**** Text passage ****

Great Britain

How vouchers are spreading loss from coronavirus for North-East traders

BUSINESSES across the North-East are using vouchers to mitigate the impact of coronavirus.

Hotel Rockliffe Hall, salons ARStudios and Era 21 Plus and photographer Sarah Johnson are just four of many businesses encouraging people to buy vouchers while they are closed due to social distancing guidelines.

Vouchers can spread the financial loss for businesses whose income would otherwise completely stagnate, while giving people something to look forward to after the coronavirus pandemic.

Darlington-based Joanne Somers, 53, from Era 21 Plus salon, said voucher efforts were encouraged by a support network of businesses in the region.

Her aptly named "survival vouchers" have so far covered two girls' wages and will help with overheads while the salon is shut.

She said: "I decided to start calling them survival vouchers when this all got serious because that's what they are, they'll help us survive.

"We aren't asking for a lot of money, it just keeps us ticking over.

"Era 21 Plus has been here 20 years and never have I faced something like this before nor thought I would. Even the recession wasn't this bad, somehow we managed okay."

Arianna Robinson, from Bishop Auckland but covering the whole of the region, started ARStudios in January, and is offering vouchers for services rather than price, meaning even if prices increase, people will still get what they paid for.

**** Input data ****

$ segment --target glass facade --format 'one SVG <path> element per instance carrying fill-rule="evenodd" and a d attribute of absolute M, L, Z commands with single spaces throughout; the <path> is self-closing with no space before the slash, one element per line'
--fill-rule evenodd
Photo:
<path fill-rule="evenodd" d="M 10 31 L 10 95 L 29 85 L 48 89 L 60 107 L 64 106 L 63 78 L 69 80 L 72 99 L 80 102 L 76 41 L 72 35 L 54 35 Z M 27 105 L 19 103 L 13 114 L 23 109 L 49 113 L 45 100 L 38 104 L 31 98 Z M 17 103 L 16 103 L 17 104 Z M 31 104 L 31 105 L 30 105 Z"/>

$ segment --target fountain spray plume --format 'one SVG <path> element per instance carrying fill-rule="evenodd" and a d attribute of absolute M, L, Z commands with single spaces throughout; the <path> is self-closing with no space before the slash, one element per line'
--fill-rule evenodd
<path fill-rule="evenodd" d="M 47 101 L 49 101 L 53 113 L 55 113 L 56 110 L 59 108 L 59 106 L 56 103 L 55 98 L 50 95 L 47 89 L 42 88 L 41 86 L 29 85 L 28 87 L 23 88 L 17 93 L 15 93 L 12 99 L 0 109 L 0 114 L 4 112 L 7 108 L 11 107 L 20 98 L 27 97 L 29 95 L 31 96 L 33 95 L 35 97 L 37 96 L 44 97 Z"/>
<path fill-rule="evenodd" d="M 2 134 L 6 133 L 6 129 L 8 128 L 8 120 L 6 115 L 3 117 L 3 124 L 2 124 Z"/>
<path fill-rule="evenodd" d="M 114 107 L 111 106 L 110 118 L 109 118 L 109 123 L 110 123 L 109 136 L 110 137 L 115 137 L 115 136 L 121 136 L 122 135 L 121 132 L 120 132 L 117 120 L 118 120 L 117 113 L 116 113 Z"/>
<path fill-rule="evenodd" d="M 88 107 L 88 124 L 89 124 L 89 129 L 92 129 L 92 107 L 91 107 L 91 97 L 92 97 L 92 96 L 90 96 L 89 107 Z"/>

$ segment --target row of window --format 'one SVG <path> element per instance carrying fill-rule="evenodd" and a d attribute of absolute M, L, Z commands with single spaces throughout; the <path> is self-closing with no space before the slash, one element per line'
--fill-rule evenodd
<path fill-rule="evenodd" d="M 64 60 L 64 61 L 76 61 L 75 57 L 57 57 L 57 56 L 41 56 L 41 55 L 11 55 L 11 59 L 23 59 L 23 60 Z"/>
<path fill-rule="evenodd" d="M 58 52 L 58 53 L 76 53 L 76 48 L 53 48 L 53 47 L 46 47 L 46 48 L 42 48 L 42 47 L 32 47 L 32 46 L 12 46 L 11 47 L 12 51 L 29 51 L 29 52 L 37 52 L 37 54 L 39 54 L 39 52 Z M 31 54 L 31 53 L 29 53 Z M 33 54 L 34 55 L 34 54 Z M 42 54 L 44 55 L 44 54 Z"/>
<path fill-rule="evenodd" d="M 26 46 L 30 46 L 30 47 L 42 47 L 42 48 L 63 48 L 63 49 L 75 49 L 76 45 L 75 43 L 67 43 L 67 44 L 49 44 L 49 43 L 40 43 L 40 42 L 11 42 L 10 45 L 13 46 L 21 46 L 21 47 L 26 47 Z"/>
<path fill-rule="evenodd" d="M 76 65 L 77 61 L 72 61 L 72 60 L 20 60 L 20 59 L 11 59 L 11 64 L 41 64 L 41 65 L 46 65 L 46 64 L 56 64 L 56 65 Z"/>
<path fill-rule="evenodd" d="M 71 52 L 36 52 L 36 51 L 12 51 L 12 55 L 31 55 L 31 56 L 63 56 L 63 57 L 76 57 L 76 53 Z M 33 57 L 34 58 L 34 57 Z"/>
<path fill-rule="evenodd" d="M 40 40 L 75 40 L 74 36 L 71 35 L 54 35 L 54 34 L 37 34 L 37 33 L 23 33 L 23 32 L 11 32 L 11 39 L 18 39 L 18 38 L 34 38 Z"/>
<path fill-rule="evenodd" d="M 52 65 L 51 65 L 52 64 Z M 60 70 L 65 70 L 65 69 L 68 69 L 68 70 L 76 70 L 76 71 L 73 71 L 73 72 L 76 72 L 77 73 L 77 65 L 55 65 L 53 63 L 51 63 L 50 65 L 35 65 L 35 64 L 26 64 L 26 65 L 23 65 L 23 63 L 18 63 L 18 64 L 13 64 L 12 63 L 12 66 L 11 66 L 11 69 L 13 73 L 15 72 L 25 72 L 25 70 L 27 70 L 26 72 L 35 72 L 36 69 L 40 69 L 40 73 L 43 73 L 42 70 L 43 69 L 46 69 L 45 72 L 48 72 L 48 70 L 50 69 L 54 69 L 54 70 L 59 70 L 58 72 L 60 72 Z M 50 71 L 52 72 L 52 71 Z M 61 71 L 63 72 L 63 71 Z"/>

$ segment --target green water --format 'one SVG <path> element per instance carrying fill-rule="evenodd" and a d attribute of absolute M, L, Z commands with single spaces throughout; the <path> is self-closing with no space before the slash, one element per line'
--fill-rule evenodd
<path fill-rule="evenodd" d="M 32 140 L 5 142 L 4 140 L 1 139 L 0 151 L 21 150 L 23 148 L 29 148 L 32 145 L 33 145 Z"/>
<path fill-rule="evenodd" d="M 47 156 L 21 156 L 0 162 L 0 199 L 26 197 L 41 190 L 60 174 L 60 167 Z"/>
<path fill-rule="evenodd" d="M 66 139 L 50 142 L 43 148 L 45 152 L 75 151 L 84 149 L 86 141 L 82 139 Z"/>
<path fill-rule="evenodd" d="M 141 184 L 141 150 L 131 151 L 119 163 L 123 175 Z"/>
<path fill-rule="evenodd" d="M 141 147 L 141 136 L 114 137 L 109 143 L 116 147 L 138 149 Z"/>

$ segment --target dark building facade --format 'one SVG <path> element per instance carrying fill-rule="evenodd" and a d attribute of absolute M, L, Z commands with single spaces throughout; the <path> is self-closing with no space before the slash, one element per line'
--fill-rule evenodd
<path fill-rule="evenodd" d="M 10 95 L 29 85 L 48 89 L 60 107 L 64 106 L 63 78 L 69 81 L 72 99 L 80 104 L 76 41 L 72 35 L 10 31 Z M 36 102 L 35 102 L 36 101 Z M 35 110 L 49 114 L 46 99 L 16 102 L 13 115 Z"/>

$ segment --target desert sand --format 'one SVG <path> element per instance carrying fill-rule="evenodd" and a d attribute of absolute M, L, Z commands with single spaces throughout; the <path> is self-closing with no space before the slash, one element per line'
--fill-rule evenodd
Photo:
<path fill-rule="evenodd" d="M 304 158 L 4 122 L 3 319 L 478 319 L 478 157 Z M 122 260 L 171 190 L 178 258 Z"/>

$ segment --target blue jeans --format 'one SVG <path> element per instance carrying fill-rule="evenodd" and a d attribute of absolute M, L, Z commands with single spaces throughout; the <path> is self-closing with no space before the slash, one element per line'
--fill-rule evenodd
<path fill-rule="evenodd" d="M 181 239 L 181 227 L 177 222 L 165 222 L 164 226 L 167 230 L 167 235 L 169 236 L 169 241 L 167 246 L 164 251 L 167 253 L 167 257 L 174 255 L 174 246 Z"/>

****

**Directions**
1. According to the voucher article, what have Joanne Somers's "survival vouchers" covered so far?
2. Translate this sentence from the voucher article into Spanish: "Vouchers can spread the financial loss for businesses whose income would otherwise completely stagnate, while giving people something to look forward to after the coronavirus pandemic."
3. Rewrite more briefly the paragraph of the voucher article that begins "Arianna Robinson, from Bishop Auckland", keeping its main facts.
Rely on the voucher article alone, not on the entries.

**Answers by item number**
1. They have covered two girls' wages.

2. Los vales pueden repartir la pérdida económica de los negocios cuyos ingresos, de otro modo, se estancarían por completo, a la vez que dan a la gente algo que esperar con ilusión después de la pandemia de coronavirus.

3. Arianna Robinson, from Bishop Auckland, started ARStudios in January and covers the whole region. Her vouchers are for services rather than a price, so buyers still get what they paid for even if prices rise.